### DOCUMENT
######

In our case, it is not.
There is no issue presented in this case or cases in which testimony is being provided in Spanish that is at issue.
It's not as if it's a case-specific issue.
And thirdly, there's a showing of specific bias and by that I mean the... in the hypothetical case, the black African-American juror, demonstrates a potential bias against the prosecution or... or favor for the defendant.
In our case, the juror shows neither a... bent... a partial bias for the defendant or an antithesis... antithetical position to the State.
I think that is what really separates ours, and why we think it's very narrow.
While it's very important, it's very narrow at the same time.
We do not encompass disparate impact.
And I think it's my hypothetical--
Unknown Speaker: --May I just question that?
You say you don't encompass disparate impact.
But doesn't your Latino name example rest on a disparate analysis?
Mr. Kimerling: No, it rests on the fact that that is a part of his national origin... that is the name.
Unknown Speaker: Well, but it isn't always.
Mr. Kimerling: That's correct.
Unknown Speaker: And it may well be true that the prosecutor is 100 percent sincere in believing that people... if he's had bad experience with the people with Latino names.
Mr. Kimerling: Well, I think the difference is that we're looking at traits in the Fourteenth Amendment context that have led to discrimination.
After all, the most derogatory remark directed at Latinos is spic, and that comes from... from a... a characterization of how somebody might say I speak English, based on language.
The Congress has enacted numbers of provisions and regulatory agencies to protect language minorities.
Spanish surname is a basis by which the census counts Latinos.
Unknown Speaker: Mr. Kimerling, I think that hypothetical would come out the way you do... the way you suggest, that is, that it would be in violation of Batson.
But it... to my mind, it... that would be the result only because no, no trial judge in his right mind would believe that argument.
Mr. Kimerling: Well, Your Honor, that--
Unknown Speaker: That's why that comes out.
Mr. Kimerling: --That... that might be, but I... but I think that had a trial judge found so, it would still be a per se question before this court, and not one clearly erroneous.
In the same way that we ask this Court to address this question as a per se violation, the reliance on a per se violation is very important, because it... you can't prove pretext, because if you go from the will... I will try to the very difficult, you always have something on the record.
Secondly, as I point out, it doesn't undermine... a per se rule does not undermine the primary purpose of peremptory challenges, which is to eliminate jurors that are potentially biased.
Unknown Speaker: You probably should address the second question, Mr. Kimerling, the standard of review.

######

### RECORDED DATA
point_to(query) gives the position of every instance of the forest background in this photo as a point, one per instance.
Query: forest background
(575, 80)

######

### WHAT YOU ARE ASKED TO DO
Reproduce the part of the oral argument transcript above starting with "Unknown Speaker: And" and going on through "with Latino names.".

### FINISHED ANSWER
Unknown Speaker: And it may well be true that the prosecutor is 100 percent sincere in believing that people... if he's had bad experience with the people with Latino names.